**SUPPLIED MATERIAL**:
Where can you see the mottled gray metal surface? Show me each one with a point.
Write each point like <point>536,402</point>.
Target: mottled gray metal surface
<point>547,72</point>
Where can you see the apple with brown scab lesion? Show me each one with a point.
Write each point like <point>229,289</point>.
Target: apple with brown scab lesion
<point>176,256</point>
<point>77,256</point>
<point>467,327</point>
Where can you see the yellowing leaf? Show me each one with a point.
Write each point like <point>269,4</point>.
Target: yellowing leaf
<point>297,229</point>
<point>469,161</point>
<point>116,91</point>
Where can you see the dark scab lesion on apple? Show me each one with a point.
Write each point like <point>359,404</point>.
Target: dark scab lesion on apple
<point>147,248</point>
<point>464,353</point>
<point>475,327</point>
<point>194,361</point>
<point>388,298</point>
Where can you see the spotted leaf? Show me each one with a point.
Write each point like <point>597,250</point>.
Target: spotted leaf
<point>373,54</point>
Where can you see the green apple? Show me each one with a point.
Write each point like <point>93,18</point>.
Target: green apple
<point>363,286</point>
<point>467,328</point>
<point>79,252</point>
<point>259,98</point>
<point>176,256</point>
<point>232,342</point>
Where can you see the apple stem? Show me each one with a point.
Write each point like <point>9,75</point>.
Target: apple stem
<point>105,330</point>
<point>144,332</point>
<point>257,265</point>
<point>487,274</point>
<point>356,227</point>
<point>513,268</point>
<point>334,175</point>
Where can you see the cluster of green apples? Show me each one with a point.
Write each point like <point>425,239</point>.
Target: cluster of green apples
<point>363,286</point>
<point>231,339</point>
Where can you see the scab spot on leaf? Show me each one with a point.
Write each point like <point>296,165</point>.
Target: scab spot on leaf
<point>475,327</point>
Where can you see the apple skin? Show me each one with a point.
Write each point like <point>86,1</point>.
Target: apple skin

**WHAT YOU NEED TO DO**: Only lines containing the string "Show" belong in the answer; find them in the data above and copy them.

**PROBLEM SOLUTION**:
Where can you see the mottled gray metal surface? Show me each one with a point.
Where can you see the apple with brown scab lesion? Show me each one with a point.
Where can you see the yellowing leaf? Show me each one with a point.
Where can you see the dark scab lesion on apple? Show me each one with a point.
Where can you see the spotted leaf? Show me each one with a point.
Where can you see the green apple? Show me each one with a point.
Where can you see the apple stem? Show me each one with a point.
Where can you see the cluster of green apples? Show me each one with a point.
Where can you see the scab spot on leaf? Show me each one with a point.
Where can you see the apple skin? Show me each one with a point.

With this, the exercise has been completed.